== Segment start ==

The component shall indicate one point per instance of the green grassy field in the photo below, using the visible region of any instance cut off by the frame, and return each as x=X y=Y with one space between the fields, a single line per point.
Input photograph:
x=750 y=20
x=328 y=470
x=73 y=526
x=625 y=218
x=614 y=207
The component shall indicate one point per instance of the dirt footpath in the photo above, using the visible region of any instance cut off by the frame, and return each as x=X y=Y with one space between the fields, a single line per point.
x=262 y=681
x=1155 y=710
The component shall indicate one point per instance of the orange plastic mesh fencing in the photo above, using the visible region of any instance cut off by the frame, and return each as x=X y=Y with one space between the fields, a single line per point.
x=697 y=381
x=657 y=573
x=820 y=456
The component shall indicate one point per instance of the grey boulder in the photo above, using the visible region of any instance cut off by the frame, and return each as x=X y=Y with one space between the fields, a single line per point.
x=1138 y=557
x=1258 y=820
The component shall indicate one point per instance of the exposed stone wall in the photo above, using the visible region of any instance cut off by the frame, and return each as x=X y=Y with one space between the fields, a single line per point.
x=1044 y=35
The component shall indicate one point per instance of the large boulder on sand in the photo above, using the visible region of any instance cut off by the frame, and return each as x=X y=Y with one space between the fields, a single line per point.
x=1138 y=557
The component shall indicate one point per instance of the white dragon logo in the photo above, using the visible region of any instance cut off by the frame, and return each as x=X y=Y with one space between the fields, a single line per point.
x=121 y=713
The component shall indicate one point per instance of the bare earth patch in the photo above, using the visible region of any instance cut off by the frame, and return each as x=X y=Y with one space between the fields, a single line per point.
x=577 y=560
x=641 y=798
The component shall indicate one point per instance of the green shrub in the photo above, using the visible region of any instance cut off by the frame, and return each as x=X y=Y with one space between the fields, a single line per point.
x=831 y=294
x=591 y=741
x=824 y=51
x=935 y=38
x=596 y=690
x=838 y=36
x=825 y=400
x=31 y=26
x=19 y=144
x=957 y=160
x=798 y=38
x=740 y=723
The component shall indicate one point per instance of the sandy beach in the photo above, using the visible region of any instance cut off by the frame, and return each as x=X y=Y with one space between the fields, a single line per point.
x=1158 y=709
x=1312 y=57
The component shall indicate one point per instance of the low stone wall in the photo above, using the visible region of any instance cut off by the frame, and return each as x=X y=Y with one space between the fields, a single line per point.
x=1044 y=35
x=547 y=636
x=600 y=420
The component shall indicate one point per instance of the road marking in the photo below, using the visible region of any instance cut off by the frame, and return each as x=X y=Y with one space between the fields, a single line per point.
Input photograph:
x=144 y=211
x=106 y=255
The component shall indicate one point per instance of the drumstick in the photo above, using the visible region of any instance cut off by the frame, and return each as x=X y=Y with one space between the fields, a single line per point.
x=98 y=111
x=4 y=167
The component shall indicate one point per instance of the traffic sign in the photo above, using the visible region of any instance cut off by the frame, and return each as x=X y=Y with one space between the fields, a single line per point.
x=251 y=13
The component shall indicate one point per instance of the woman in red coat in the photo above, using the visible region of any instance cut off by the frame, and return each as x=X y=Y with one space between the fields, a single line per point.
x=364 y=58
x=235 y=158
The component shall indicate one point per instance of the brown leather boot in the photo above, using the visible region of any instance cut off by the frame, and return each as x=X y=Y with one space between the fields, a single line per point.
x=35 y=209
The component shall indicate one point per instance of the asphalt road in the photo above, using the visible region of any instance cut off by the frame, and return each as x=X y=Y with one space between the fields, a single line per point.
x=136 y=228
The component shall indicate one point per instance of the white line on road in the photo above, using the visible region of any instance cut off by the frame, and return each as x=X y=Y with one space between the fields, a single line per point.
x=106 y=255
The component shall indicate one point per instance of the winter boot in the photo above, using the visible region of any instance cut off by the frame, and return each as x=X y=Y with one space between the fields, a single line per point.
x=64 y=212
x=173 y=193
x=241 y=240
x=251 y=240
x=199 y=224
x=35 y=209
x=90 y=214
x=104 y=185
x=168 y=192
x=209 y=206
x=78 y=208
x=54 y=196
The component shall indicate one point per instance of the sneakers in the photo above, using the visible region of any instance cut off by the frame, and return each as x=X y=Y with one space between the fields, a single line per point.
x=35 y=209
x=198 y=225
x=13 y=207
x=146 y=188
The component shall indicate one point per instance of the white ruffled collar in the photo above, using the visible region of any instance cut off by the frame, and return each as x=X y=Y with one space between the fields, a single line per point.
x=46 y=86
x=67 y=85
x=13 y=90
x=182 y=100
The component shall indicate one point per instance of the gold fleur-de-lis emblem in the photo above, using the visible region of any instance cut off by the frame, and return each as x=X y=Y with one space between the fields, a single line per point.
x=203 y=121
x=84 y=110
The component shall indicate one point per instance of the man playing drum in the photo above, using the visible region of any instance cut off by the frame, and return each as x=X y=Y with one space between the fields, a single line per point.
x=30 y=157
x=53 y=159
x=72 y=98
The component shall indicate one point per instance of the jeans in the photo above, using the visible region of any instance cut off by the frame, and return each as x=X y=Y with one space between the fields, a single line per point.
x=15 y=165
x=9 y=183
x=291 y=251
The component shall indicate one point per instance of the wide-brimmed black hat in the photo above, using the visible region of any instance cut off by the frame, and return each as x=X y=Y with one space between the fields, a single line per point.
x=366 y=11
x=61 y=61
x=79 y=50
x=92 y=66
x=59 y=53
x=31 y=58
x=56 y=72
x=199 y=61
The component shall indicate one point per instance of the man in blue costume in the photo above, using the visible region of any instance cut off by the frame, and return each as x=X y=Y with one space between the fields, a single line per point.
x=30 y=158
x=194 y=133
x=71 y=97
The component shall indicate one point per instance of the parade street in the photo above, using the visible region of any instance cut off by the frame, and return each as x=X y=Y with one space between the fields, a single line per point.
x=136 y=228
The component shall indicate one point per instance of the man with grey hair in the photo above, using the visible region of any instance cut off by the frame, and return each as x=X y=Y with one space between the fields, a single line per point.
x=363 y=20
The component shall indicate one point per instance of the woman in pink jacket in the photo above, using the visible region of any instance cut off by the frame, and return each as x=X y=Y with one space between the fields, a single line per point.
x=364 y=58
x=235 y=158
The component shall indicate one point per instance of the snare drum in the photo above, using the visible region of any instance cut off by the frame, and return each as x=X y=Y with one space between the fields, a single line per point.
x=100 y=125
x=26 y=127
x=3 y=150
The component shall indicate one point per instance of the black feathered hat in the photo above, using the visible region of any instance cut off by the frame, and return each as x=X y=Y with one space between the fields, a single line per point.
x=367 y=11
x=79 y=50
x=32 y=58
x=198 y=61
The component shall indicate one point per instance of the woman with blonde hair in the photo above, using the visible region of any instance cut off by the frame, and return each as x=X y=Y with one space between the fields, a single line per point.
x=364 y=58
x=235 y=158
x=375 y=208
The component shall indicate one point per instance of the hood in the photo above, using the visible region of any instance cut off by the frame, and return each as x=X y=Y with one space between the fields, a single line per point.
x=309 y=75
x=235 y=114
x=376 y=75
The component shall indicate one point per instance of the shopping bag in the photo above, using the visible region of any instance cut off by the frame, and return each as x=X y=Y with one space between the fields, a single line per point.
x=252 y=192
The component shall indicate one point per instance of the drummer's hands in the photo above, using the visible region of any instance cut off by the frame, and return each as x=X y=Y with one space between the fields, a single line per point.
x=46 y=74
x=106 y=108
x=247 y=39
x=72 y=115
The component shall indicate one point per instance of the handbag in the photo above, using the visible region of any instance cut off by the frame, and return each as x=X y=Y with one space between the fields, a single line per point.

== Segment end ==

§ Your instructions:
Having read the entries, output all of them verbatim.

§ Output for this exercise:
The component shall indicate one point per instance of the green grassy field in the photo below, using the visible region of any instance cut off by the frame, and return each as x=X y=Y with one space between the fields, a single line per point.
Input photograph:
x=750 y=20
x=328 y=470
x=73 y=526
x=625 y=218
x=614 y=207
The component shall indicate one point per instance of the dirt footpath in the photo above, using the visible region of any instance cut off by the frame, and return each as x=X y=Y with one space between the fields, a single line per point.
x=262 y=681
x=1155 y=710
The component shall indicate one point per instance of the orange plastic mesh fencing in the photo above, using the visible region of any instance cut off by the frame, and return each as x=X y=Y with one space between the fields, a single line per point.
x=697 y=381
x=657 y=573
x=820 y=456
The component shall indicate one point per instance of the grey boulder in the photo above, using the visible region of any instance cut off by the frame, and return each as x=X y=Y with one space between the fields, a single line per point.
x=1138 y=557
x=1258 y=820
The component shall indicate one point per instance of the exposed stone wall in the photo above, using the visible region of any instance cut off by the frame, and return each as x=X y=Y with one space between the fields, a single line per point.
x=1044 y=35
The component shall indicate one point per instance of the large boulder on sand in the photo above, using the visible region of any instance cut off by the frame, and return each as x=X y=Y with one space between the fields, a single line per point.
x=1138 y=557
The component shall indicate one point per instance of the white dragon logo in the photo above, using the visible region of any instance cut off by the frame, and return each as x=X y=Y with one space between the fields, a single line per point.
x=121 y=713
The component shall indicate one point per instance of the bare earth patch in the photo above, using the visible region of any instance cut off by the frame, and return each as x=X y=Y with one space between the fields, a single line per point.
x=577 y=560
x=641 y=798
The component shall indicate one point per instance of the green shrub in the photo above, using the visible region of any instance cut off by the frame, and return each as x=X y=Y with one space between the fields, a single line per point.
x=831 y=294
x=591 y=741
x=824 y=51
x=935 y=38
x=596 y=690
x=838 y=36
x=825 y=400
x=31 y=26
x=19 y=144
x=957 y=160
x=798 y=38
x=740 y=723
The component shall indicate one point per instance of the sandy beach in the photo above, using the visible region of any instance cut off by the frame, and return each as x=X y=Y with one space between the fields, a single line per point.
x=1158 y=709
x=1312 y=57
The component shall indicate one point per instance of the low stone wall in the photo above, using the visible region of any instance cut off by the frame, and return each as x=X y=Y with one space between the fields, a single line per point.
x=1044 y=35
x=547 y=636
x=600 y=420
The component shall indicate one point per instance of the road marking in the photo below, using the visible region of any instance cut off by the frame, and return each as x=X y=Y with one space between the fields, a single line per point.
Input photograph:
x=144 y=211
x=106 y=255
The component shall indicate one point per instance of the drumstick in the photo above, using the visible region of any instance cut off by the frame, and return each as x=X y=Y with one space between the fields, a single line per point.
x=98 y=111
x=4 y=167
The component shall indicate one point per instance of the traffic sign in the photo above, using the visible region of any instance cut off by the frame, and return each as x=X y=Y with one space between the fields, a single line per point.
x=251 y=13
The component shall indicate one point per instance of the woman in red coat in the photo above, using the visible region of any instance cut off by the frame, and return each as x=X y=Y with one space between the fields, a single line per point.
x=364 y=58
x=235 y=158
The component shall indicate one point per instance of the brown leather boot in the photo above, using the visible region of any instance cut off by the frame, and return each as x=X y=Y with one space between the fields, a single line per point.
x=35 y=209
The component shall indicate one point per instance of the asphalt road in the photo above, using the visible region of any instance cut off by the frame, and return each as x=X y=Y with one space between the fields, a single line per point.
x=136 y=228
The component shall indicate one point per instance of the white line on road in the photo above, using the visible region of any instance cut off by the frame, and return each as x=X y=Y with one space between the fields, a single line per point.
x=106 y=255
The component shall indicate one point per instance of the winter boot in the photo above, using the visible region of any instance cut off by the frame, and return each as x=X y=Y with one space between the fields, a single line per point.
x=64 y=212
x=173 y=193
x=241 y=240
x=251 y=240
x=199 y=224
x=35 y=209
x=90 y=214
x=104 y=185
x=168 y=192
x=209 y=206
x=78 y=208
x=54 y=196
The component shall indicate one point per instance of the sneakers in the photo above, using the visible region of any instance cut off by the frame, and return each as x=X y=Y with one space between the fields, a single line per point.
x=35 y=209
x=198 y=225
x=13 y=207
x=146 y=188
The component shall indicate one point per instance of the white ruffled collar in the photo above, using the visible region of any instance cut off by the frame, and return each as x=X y=Y with one space between the fields, a single line per point.
x=46 y=86
x=67 y=85
x=13 y=90
x=182 y=100
The component shall indicate one point per instance of the gold fleur-de-lis emblem in the photo above, using the visible region of any instance cut off by the frame, and return each as x=X y=Y with one space between the fields, a single line per point.
x=203 y=121
x=84 y=110
The component shall indicate one point per instance of the man playing drum in the photo above, using the visible region of any instance cut off by the frame, and return each as x=X y=Y with one space between the fields, a single line per point.
x=30 y=157
x=53 y=159
x=72 y=98
The component shall indicate one point per instance of the jeans in the photo above, using the visible region of any instance cut off by the frame, and return each as x=X y=Y with one space between the fields, a single line per point.
x=15 y=165
x=9 y=183
x=291 y=251
The component shall indicate one point per instance of the wide-brimmed black hat in the photo above, using the visible region of any instance cut off by the frame, and return each as x=X y=Y with one space between the fields, a single line per point.
x=366 y=11
x=61 y=61
x=79 y=50
x=92 y=66
x=59 y=53
x=31 y=58
x=56 y=72
x=199 y=61
The component shall indicate one point per instance of the man in blue costume in the photo above, using the visible region of any instance cut off by the frame, and return each as x=X y=Y with one space between the fields, a single line per point.
x=30 y=158
x=194 y=133
x=71 y=97
The component shall indicate one point per instance of the parade street in the photo above, using the visible region of any instance cut off by the frame, and return each as x=X y=Y with one space between the fields, a single line per point.
x=136 y=228
The component shall indicate one point per instance of the man with grey hair in the photo above, using the visible region of any instance cut off by the frame, and return each as x=X y=Y with one space between the fields, a single line per point.
x=363 y=20
The component shall indicate one point per instance of the woman in pink jacket in the photo above, using the visible region of any instance cut off by the frame, and return each as x=X y=Y with one space between the fields, a single line per point.
x=364 y=58
x=235 y=158
The component shall indicate one point per instance of the snare drum in the photo above, using the visible region of any instance cut off by the frame, and return each as x=X y=Y with one space between the fields, a single line per point.
x=100 y=125
x=26 y=127
x=3 y=150
The component shall indicate one point per instance of the black feathered hat in the photo above, using the visible region of any instance cut off by the frame, and return each as x=X y=Y with one space between the fields, a single line per point.
x=367 y=11
x=79 y=50
x=32 y=58
x=198 y=61
The component shall indicate one point per instance of the woman with blonde hair in the photo above, using the visible region of any instance cut off by the frame, and return each as x=X y=Y with one space between the fields, a single line per point.
x=364 y=58
x=235 y=158
x=375 y=208
The component shall indicate one point per instance of the hood in the photo above, using the visible region of any instance cut off by the frame, and return each as x=X y=Y with one space between the fields, a single line per point.
x=309 y=75
x=235 y=114
x=376 y=75
The component shall indicate one point per instance of the shopping bag in the photo above, using the visible region of any instance cut off by the frame, and return each as x=X y=Y with one space between the fields, a single line per point.
x=252 y=192
The component shall indicate one point per instance of the drummer's hands in the photo above, using the visible region of any instance cut off by the frame, and return each as x=X y=Y with one space between the fields, a single line per point.
x=46 y=74
x=106 y=108
x=247 y=39
x=72 y=115
The component shall indicate one point per instance of the handbag in the photo above, using the visible region of any instance cut off by the frame, and return each as x=X y=Y with one space between the fields, a single line per point.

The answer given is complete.